EXERCISE DIRECTIONS – Please rescale the part of the rows that opens with the line containing "hydrant and give integer pixel coordinates." and closes with the last row, giving every line in it again with its request. Multiply each answer coordinate by 1.4, round to whole numbers with halves going up, and return only that part.

Saved data entries
==================================================
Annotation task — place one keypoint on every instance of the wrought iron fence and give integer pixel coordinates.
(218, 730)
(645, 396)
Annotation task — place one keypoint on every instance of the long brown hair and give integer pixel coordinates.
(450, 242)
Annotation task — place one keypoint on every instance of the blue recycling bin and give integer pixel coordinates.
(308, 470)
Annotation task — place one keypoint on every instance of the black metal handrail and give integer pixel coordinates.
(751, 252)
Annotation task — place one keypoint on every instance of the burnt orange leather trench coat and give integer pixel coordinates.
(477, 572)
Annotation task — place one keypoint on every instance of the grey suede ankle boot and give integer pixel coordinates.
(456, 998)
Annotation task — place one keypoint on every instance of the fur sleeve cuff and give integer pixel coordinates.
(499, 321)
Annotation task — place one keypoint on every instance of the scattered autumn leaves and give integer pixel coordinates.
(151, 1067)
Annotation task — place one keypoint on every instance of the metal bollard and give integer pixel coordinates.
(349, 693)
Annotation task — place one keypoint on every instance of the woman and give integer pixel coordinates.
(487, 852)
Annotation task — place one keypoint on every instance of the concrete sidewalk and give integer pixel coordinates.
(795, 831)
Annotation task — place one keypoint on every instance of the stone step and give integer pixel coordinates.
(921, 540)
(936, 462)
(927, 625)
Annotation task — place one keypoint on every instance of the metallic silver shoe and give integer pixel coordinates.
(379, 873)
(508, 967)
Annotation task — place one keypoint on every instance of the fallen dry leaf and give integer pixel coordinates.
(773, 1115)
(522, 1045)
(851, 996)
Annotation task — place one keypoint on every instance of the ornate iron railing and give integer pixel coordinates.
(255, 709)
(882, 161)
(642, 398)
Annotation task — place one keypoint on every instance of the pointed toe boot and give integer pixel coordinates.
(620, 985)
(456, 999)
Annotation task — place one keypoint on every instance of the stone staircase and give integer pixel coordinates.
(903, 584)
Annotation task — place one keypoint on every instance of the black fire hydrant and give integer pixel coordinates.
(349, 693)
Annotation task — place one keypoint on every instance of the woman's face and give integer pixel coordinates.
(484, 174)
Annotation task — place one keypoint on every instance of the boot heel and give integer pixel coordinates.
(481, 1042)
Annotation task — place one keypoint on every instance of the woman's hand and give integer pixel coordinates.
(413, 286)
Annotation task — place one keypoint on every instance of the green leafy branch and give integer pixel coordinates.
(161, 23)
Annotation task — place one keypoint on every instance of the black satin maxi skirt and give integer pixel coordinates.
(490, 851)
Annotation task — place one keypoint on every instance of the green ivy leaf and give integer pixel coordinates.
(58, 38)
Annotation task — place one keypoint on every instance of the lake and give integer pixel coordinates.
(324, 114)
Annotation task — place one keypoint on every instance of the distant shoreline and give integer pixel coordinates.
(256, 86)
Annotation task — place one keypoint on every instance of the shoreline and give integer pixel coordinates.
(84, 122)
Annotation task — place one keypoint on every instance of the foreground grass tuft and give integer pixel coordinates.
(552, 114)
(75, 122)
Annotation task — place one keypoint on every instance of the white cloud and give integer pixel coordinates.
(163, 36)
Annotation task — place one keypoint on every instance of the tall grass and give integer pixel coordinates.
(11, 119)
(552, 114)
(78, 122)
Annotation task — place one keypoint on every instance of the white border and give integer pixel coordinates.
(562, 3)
==================================================
FINISHED EXERCISE –
Annotation task — place one keypoint on every instance of the black fire hydrant and give integer pixel coordinates.
(489, 970)
Annotation task — place one keypoint on every instance of the woman's face and give integer pixel coordinates.
(678, 244)
Annotation task — place one keypoint on every instance of the boot heel and give integer pixel coordinates.
(673, 1459)
Annotation task — place one keypoint on every instance of the woman's hand and give integer pixel coordinates.
(578, 400)
Annotation task — place one keypoint on every instance of the green leafy branch and give integer pixel coordinates.
(225, 32)
Annotation task — place one keypoint on every instance of the black satin maxi skirt and give integer pixel coordinates.
(686, 1191)
Annotation task — place one keypoint on every instance of the green ivy leaf and give integer pixel coordinates.
(81, 53)
Annotation task — place one keypoint on every instance of the lake and give integer pixel coordinates.
(454, 160)
Annotation task — place one keypoint on every instance of the distant shoreline and give integer pixel coordinates.
(358, 120)
Annotation task — place one keypoint on every instance of the shoreline and give integer pixel coordinates.
(118, 171)
Annotation task — place one keypoint on every instance of the foreground grass tuft and give integer pixel coordinates.
(773, 160)
(105, 171)
Annotation task — place one keypoint on every instance of the white cloud and give integer pixel coordinates.
(228, 50)
Annotation task — place one keypoint on every instance of the tall grass and give integer pixel coordinates.
(15, 167)
(773, 160)
(109, 171)
Annotation task — place one keypoint on every instance of the white border and give integer pixel coordinates.
(787, 4)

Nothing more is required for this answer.